→ Exercise:
Leaving nothing out, set down all the data exactly.

→ Exercise input:
◆ ◆ ◆ ◆ ◆ ◆ ◆

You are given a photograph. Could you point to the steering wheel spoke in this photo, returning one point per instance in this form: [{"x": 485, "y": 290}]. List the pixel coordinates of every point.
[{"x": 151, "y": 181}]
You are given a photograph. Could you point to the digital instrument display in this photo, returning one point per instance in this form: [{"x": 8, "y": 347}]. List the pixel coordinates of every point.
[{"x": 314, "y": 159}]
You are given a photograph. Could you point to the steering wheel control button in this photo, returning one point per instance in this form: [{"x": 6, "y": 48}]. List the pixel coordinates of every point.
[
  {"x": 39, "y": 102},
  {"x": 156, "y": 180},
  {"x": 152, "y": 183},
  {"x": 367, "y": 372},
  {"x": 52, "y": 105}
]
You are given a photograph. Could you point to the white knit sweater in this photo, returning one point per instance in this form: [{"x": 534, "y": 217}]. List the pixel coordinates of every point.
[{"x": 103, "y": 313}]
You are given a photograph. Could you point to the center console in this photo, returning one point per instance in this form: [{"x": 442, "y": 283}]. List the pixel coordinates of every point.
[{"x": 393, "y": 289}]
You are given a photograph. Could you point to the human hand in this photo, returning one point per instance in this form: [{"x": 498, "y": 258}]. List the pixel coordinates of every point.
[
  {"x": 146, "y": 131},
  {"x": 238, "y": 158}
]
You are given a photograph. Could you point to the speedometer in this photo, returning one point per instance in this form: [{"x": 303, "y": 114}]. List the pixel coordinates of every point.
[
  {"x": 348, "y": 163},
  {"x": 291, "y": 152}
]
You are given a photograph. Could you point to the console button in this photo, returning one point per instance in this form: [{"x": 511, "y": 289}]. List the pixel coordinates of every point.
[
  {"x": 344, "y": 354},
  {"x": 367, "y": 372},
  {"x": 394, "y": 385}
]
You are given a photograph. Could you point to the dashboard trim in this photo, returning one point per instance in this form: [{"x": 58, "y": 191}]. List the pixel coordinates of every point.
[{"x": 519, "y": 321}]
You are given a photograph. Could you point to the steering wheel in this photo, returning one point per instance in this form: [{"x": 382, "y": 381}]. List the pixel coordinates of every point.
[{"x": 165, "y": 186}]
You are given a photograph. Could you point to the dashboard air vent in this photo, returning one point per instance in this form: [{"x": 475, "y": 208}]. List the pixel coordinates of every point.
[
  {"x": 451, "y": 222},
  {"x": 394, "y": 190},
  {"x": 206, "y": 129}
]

◆ ◆ ◆ ◆ ◆ ◆ ◆

→ Answer below:
You are given a photograph. Could you point to the steering wheel spoke in this photo, returning one point per instance in this form: [{"x": 485, "y": 290}]. List the pixel coordinates of every point.
[{"x": 151, "y": 181}]
You are given a photograph. Could you point to the digital instrument display in this photo, returning one point per instance in this form: [{"x": 8, "y": 347}]. List the pixel coordinates of every point.
[{"x": 314, "y": 159}]
You are given a photograph. Could you point to the steering wheel control button in this photo, returning one point per instance in this form: [{"x": 6, "y": 48}]. List the pixel coordinates of every point.
[
  {"x": 39, "y": 102},
  {"x": 156, "y": 180},
  {"x": 152, "y": 183},
  {"x": 367, "y": 372},
  {"x": 52, "y": 105}
]
You are given a photograph. Could you point to the white knit sweater in this photo, returning one point per instance in this form: [{"x": 534, "y": 217}]. List the pixel coordinates of every point.
[{"x": 103, "y": 313}]
You are given a photograph. Could you point to the center console in this photo, returning one point per instance in this form: [{"x": 442, "y": 283}]. List the pixel coordinates of every point.
[{"x": 393, "y": 289}]
You are given a photograph. Could you point to the human hand in this photo, returning one point per instance in this form: [{"x": 498, "y": 258}]. List the pixel coordinates of every point.
[
  {"x": 146, "y": 131},
  {"x": 238, "y": 158}
]
You are given a photograph. Could you point to the speedometer in this photo, returning one point per instance in this form: [{"x": 303, "y": 114}]. List the pixel coordinates of every point.
[
  {"x": 348, "y": 163},
  {"x": 291, "y": 152}
]
You are given a photograph. Could you point to the console button in this photo, returning one point per instance in this form: [{"x": 511, "y": 289}]. List the pixel coordinates of every point.
[
  {"x": 344, "y": 354},
  {"x": 367, "y": 372},
  {"x": 394, "y": 385}
]
You are given a photograph. Could you point to the dashboard trim in this photo, returning one point per instance in this form: [{"x": 58, "y": 191}]. List the pixel coordinates of every point.
[{"x": 519, "y": 321}]
You are given a photograph. Could you point to the steering wheel in this photo, returning one point per instance in this form: [{"x": 382, "y": 381}]. List the pixel coordinates of every point.
[{"x": 165, "y": 186}]
You are given a photograph. Could you point to the dashboard air vent in this photo, returning one point per instance in this form: [{"x": 475, "y": 208}]. List the pixel coordinates of every point.
[
  {"x": 451, "y": 222},
  {"x": 394, "y": 190},
  {"x": 206, "y": 129}
]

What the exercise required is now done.